EXERCISE TEXT:
Department of Geriatric Medicine, Graduate School of Medicine, Osaka University, Osaka, Japan.
Research Department, NISSEI BILIS Co. Ltd., Shiga, Japan.
Department of Clinical Gene Therapy, Graduate School of Medicine, Osaka University, Osaka, Japan.


Diabetes mellitus, hypertension and metabolic syndrome are major risk factors for the occurrence of cardiovascular events. In this study, we used spontaneous hypertensive rat (SHR)/NDmcr-cp (cp/cp) (SHRcp) rats as a model for metabolic syndrome to examine the effects of dipeptidyl peptidase (DPP)-4 inhibition on hypertension, glucose metabolism and endothelial dysfunction. First, we confirmed that SHRcp rats showed very severe obesity, hypertension and endothelial dysfunction phenotypes from 14 to 54 weeks of age. Next, we examined whether the DPP-4 inhibitor teneligliptin (10 mg kg(-1) per day per os for 12 weeks) could modify any of these phenotypes. Treatment with teneligliptin significantly improved hyperglycemia and insulin resistance, as evidenced by an oral glucose tolerance test and homeostasis model assessment for insulin resistance, respectively. Teneligliptin showed no effects on systolic blood pressure or heart rate. In regard to endothelial function, the vasodilator response to acetylcholine was significantly impaired in SHRcp rats when compared with WKY rats. Long-term treatment with teneligliptin significantly attenuated endothelial dysfunction through the upregulation of endothelium-derived nitric oxide synthase mRNA. These results demonstrate that long-term treatment with teneligliptin significantly improved endothelial dysfunction and glucose metabolism in a rat model of metabolic syndrome, suggesting that teneligliptin treatment might be beneficial for patients with hypertension and/or diabetes.

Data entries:
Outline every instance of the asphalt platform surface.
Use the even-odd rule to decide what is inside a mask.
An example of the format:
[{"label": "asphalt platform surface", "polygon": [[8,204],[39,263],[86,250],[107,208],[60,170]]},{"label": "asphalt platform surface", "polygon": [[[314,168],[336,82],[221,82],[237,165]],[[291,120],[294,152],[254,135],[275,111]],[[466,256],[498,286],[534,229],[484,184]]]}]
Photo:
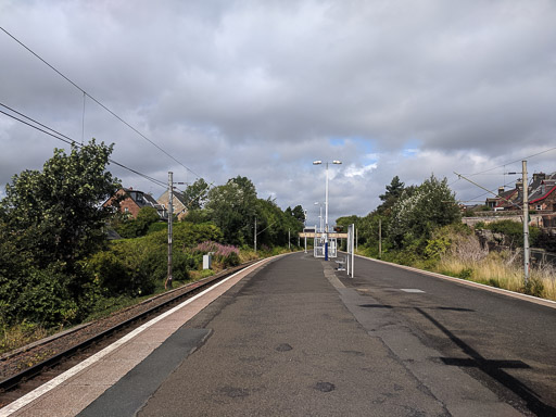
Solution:
[{"label": "asphalt platform surface", "polygon": [[[426,333],[396,314],[393,294],[390,304],[377,303],[368,279],[380,266],[361,263],[355,279],[336,266],[295,253],[248,275],[81,415],[528,414],[465,362],[446,363]],[[426,293],[403,286],[400,300]]]}]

ACTIVITY A:
Answer these questions using the teneligliptin abstract:
(i) What dose of teneligliptin was given, and for how long?
(ii) What effect did teneligliptin have on systolic blood pressure or heart rate?
(iii) Which company's research department is listed among the affiliations?
ACTIVITY B: Please output everything in the teneligliptin abstract from "Department of Geriatric" down to "Ltd., Shiga, Japan.".

TASK RESPONSE A:
(i) 10 mg kg(-1) per day per os for 12 weeks.
(ii) It showed no effects on them.
(iii) NISSEI BILIS Co. Ltd., Shiga, Japan.

TASK RESPONSE B:
Department of Geriatric Medicine, Graduate School of Medicine, Osaka University, Osaka, Japan.
Research Department, NISSEI BILIS Co. Ltd., Shiga, Japan.